▶ Stated task
Gather every line in the rows below that contains the word "dark", and copy each such line in full. Case counts.

[begin Input material]

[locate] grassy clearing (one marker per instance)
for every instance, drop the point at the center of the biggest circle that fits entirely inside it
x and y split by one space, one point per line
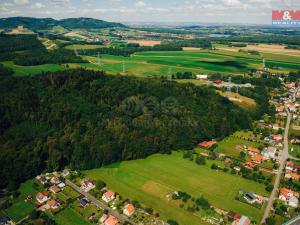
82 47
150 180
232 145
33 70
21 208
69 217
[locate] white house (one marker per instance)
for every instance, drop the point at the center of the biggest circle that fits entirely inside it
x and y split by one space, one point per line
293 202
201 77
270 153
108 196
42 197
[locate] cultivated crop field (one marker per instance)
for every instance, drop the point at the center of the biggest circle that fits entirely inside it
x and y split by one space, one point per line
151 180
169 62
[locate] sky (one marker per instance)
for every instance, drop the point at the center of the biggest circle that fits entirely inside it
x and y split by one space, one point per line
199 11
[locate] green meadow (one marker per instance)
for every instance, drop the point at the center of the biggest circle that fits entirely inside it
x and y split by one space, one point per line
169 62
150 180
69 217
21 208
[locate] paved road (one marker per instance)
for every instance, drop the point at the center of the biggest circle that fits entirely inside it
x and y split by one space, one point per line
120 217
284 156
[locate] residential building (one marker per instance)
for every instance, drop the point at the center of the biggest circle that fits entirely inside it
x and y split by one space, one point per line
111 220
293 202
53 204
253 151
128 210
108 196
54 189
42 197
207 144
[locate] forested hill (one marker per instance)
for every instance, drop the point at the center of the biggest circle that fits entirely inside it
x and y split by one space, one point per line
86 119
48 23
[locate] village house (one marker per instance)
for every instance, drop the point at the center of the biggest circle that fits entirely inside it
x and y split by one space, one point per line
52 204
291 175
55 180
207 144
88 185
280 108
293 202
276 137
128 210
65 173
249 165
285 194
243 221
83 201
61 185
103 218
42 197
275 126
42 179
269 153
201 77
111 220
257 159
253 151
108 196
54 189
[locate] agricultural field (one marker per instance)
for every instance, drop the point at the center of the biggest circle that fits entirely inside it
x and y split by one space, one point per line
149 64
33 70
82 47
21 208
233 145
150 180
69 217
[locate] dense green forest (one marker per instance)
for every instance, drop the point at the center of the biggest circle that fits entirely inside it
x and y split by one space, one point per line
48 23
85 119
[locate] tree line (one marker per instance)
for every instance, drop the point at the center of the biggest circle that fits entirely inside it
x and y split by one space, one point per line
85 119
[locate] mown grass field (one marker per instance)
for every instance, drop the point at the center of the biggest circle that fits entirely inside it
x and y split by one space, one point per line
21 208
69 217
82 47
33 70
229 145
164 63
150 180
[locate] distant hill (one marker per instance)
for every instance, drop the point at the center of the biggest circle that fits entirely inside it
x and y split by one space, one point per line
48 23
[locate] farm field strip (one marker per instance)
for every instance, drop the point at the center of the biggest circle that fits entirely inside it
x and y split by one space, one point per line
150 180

[end Input material]
[begin Input material]

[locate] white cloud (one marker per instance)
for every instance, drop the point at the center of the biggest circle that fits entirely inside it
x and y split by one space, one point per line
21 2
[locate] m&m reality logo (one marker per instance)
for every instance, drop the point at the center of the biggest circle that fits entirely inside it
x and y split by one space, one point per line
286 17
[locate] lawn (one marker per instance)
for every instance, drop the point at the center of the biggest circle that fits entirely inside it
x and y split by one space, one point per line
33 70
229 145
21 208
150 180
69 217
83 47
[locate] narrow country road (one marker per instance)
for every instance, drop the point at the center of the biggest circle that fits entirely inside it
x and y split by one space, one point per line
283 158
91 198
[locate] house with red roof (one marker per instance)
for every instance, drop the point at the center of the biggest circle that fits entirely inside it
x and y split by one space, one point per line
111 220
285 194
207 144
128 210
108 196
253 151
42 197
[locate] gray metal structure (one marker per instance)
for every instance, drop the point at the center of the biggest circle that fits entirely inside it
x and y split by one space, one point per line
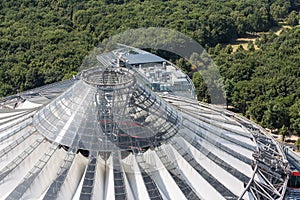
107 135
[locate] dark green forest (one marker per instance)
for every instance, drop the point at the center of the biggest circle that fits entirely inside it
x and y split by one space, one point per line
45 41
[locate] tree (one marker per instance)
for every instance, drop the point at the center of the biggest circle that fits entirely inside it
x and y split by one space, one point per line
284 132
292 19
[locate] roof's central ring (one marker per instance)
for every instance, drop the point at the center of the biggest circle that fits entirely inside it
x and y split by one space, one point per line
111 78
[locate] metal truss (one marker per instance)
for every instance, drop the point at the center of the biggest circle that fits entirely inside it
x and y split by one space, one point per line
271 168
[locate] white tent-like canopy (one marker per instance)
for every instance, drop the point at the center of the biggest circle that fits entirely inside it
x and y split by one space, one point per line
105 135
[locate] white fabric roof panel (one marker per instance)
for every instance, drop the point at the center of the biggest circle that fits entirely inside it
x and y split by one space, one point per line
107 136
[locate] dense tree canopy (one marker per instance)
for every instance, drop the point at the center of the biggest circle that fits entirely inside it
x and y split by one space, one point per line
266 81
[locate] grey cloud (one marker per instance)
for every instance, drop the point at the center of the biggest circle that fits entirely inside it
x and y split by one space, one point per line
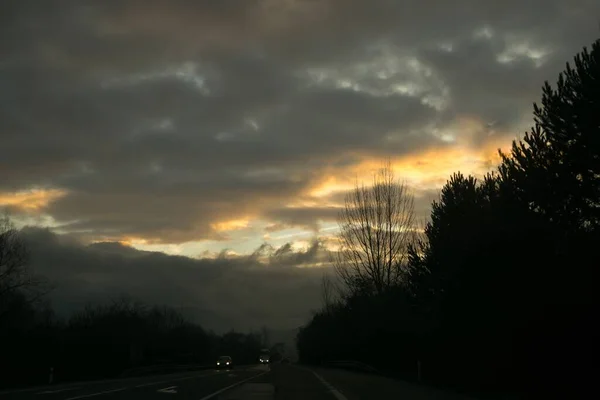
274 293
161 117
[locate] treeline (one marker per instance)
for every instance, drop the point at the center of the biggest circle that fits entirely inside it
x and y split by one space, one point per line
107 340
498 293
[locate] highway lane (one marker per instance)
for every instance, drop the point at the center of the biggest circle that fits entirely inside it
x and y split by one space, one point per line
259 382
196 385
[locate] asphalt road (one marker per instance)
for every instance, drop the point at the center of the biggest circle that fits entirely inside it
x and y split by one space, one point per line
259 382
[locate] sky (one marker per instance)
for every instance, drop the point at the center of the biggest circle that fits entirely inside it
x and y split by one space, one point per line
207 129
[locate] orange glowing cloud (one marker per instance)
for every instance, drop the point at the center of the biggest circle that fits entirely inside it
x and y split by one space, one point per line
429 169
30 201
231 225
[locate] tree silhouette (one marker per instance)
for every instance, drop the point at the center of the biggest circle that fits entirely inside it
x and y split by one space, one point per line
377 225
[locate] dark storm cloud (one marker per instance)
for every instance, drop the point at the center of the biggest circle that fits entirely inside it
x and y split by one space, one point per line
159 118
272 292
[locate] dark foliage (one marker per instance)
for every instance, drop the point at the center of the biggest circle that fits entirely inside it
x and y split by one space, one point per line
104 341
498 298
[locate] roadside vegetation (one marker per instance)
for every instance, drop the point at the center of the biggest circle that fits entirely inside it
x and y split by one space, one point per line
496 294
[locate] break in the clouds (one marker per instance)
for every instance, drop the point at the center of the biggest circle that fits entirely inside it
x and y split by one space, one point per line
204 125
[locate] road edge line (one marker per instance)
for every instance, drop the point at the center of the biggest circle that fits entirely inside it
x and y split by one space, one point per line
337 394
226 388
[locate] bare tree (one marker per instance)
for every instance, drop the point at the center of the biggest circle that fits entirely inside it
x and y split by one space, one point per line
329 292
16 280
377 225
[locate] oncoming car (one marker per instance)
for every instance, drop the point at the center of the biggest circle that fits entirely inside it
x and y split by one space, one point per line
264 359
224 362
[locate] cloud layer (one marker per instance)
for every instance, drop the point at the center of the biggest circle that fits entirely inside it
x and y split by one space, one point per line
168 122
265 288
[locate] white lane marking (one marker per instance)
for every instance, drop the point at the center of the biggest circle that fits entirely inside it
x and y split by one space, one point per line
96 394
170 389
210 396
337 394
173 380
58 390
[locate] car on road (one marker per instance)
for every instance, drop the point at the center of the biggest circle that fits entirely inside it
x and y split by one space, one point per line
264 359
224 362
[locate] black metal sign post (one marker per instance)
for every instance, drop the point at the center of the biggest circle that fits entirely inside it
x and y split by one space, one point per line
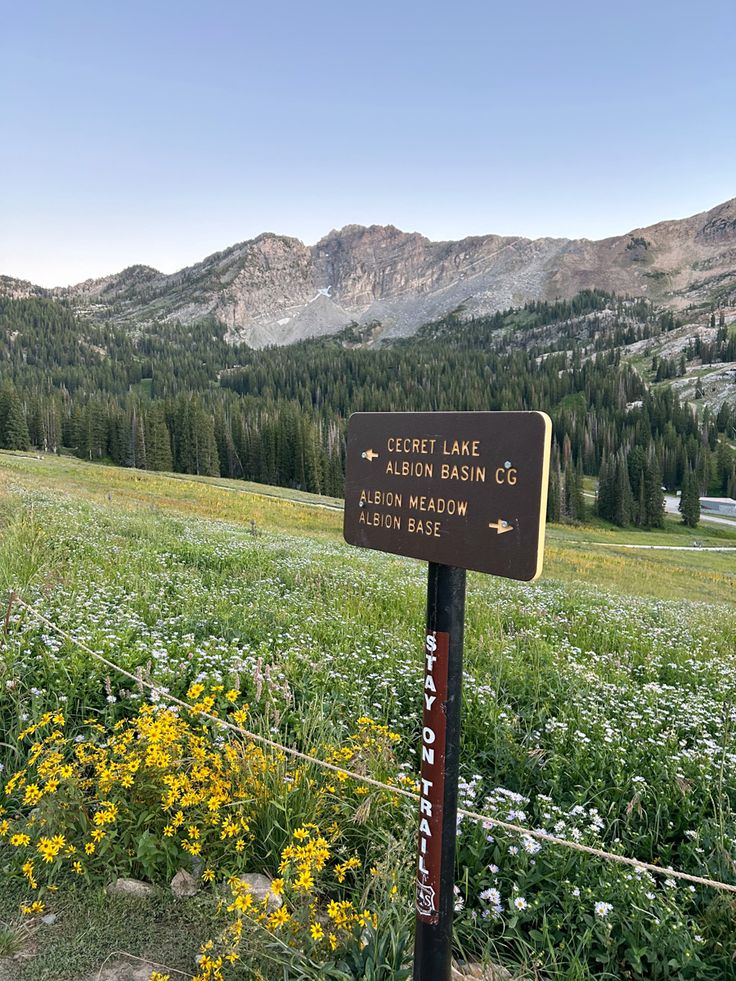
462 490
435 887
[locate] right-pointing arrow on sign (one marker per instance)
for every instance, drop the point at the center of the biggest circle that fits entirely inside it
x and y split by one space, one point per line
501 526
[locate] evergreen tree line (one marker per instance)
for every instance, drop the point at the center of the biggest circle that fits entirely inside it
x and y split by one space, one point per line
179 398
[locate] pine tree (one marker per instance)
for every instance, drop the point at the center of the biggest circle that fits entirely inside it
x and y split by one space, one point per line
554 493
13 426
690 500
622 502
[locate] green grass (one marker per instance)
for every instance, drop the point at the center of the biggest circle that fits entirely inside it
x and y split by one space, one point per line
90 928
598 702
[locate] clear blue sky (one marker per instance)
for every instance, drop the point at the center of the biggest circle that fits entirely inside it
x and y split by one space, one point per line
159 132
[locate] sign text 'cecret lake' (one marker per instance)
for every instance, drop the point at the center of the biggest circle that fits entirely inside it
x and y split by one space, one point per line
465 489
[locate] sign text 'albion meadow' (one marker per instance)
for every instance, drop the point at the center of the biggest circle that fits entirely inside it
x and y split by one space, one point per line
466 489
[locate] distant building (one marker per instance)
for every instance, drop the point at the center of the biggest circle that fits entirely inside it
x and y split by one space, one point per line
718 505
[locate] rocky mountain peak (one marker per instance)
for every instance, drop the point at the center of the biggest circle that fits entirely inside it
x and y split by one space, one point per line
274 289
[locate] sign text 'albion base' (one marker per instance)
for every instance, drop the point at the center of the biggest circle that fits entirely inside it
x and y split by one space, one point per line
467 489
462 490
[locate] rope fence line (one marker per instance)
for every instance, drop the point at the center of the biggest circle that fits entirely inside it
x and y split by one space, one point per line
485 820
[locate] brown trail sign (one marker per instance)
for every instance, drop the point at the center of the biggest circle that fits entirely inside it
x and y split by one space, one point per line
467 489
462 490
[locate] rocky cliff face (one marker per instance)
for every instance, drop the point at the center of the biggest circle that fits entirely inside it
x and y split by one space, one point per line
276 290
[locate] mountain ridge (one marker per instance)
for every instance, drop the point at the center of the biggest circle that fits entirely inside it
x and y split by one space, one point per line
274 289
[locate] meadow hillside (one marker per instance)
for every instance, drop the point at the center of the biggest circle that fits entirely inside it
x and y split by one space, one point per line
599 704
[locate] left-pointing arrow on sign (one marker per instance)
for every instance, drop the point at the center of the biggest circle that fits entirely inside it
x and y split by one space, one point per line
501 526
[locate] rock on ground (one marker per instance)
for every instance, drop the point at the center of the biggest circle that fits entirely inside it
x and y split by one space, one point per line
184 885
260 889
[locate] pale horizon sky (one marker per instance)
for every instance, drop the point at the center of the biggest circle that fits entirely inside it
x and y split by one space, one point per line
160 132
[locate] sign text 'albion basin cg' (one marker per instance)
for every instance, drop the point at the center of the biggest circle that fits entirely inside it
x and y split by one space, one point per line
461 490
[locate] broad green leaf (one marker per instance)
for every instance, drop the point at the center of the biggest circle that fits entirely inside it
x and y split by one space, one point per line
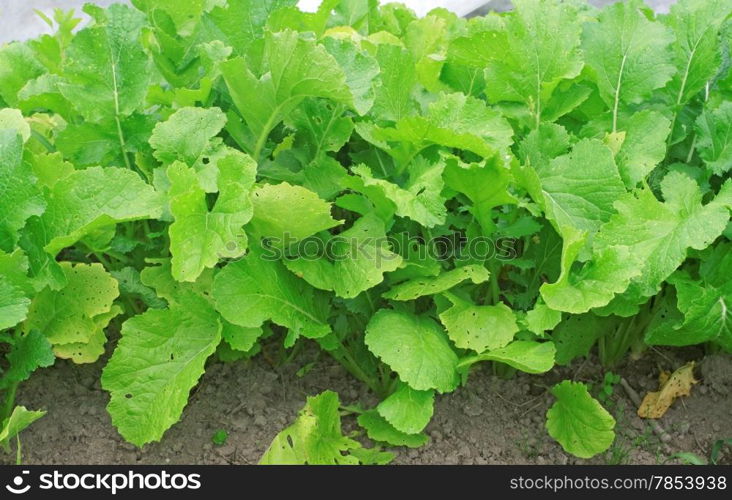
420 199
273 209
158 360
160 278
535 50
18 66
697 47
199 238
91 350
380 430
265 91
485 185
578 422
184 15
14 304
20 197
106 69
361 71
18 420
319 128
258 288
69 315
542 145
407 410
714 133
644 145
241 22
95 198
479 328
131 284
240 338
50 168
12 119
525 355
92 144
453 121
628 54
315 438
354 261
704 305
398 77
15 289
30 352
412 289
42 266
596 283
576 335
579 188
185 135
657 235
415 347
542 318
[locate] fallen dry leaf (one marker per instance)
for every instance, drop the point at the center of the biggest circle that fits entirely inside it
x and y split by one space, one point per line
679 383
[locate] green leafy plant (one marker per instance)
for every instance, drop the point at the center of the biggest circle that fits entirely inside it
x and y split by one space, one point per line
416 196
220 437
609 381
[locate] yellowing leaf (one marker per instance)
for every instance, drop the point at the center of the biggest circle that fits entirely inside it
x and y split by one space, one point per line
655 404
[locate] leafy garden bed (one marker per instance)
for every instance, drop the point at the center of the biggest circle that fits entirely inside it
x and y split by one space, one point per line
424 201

[end Input material]
[begin Input material]

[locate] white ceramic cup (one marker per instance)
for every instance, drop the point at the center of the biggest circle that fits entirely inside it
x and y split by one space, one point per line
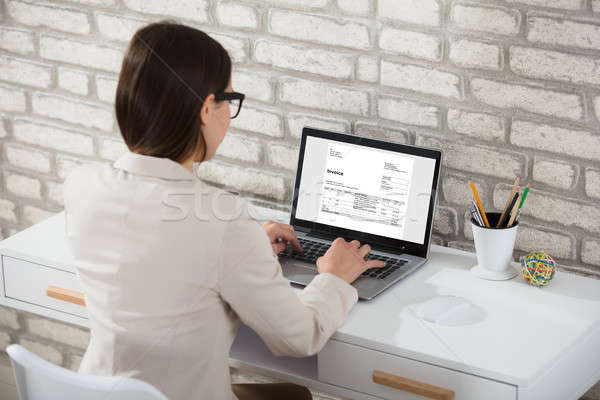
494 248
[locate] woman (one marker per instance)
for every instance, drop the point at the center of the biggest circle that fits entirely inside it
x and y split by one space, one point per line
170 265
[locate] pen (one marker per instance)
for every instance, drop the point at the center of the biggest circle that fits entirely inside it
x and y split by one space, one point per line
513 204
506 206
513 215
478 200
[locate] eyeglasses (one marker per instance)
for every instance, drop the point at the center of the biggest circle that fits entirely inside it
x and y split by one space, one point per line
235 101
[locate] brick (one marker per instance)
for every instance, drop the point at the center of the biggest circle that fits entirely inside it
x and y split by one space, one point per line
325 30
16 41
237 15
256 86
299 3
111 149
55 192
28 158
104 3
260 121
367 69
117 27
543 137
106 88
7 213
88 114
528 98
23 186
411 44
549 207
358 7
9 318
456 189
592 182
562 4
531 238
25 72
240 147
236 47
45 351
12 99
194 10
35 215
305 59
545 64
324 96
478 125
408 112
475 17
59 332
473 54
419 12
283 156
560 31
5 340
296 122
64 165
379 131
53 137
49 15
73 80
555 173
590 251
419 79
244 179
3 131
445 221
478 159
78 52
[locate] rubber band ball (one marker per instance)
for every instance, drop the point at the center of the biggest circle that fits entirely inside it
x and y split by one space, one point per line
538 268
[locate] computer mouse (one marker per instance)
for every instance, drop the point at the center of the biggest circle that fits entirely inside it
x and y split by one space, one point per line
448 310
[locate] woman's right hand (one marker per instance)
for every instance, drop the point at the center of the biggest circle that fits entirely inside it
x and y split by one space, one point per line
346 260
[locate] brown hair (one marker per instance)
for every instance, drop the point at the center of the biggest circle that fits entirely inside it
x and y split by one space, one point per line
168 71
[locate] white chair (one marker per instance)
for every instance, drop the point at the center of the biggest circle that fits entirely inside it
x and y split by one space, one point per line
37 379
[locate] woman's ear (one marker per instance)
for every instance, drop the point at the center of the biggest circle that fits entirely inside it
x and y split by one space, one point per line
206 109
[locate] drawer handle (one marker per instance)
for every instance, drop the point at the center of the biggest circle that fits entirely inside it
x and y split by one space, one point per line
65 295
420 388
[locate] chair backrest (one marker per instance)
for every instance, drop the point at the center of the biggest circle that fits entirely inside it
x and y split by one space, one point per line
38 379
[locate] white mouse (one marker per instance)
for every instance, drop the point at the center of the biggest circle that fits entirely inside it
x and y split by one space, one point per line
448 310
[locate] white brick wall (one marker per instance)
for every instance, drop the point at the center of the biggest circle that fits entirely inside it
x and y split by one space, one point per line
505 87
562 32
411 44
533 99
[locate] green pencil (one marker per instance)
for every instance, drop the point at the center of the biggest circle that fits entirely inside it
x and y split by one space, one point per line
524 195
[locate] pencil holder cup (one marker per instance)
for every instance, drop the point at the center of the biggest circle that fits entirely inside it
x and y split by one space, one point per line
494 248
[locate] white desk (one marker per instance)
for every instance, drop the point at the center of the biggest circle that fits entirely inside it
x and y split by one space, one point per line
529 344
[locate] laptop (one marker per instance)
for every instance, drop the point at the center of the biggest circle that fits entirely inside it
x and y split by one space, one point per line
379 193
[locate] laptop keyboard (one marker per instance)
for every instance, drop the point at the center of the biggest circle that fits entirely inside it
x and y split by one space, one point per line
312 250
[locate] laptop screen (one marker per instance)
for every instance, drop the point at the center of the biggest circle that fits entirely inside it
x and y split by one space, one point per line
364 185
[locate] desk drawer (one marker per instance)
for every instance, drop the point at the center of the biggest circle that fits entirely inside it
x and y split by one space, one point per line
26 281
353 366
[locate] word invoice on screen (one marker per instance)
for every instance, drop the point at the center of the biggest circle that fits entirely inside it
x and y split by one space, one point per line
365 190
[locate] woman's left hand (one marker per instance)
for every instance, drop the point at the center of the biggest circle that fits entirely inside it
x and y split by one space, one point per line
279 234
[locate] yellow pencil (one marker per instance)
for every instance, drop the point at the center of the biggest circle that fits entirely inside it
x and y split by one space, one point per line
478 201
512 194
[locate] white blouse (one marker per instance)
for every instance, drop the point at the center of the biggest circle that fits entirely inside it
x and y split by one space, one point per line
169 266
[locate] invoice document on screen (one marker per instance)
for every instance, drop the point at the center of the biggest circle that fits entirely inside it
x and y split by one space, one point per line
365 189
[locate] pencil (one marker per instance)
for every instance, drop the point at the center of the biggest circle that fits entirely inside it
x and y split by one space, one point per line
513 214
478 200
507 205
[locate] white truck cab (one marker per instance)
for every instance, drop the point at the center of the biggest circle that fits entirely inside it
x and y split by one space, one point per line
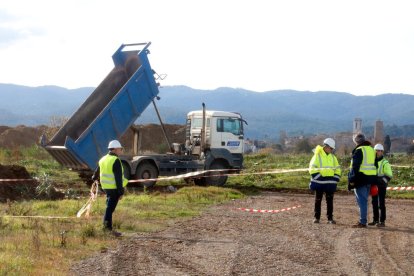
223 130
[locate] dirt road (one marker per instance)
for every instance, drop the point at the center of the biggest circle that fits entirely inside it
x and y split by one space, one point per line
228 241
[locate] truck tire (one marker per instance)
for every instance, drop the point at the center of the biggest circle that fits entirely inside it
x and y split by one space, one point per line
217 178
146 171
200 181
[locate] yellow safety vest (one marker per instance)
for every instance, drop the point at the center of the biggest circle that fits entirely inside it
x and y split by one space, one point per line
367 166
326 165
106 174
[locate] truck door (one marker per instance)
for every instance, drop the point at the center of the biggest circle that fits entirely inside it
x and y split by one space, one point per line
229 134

[end Input material]

▶ Result of this exercise
[locate] dark green forest (one marker per instance)
[locate] dark storm cloud (one marker per instance)
[locate] dark foliage (one marker per instance)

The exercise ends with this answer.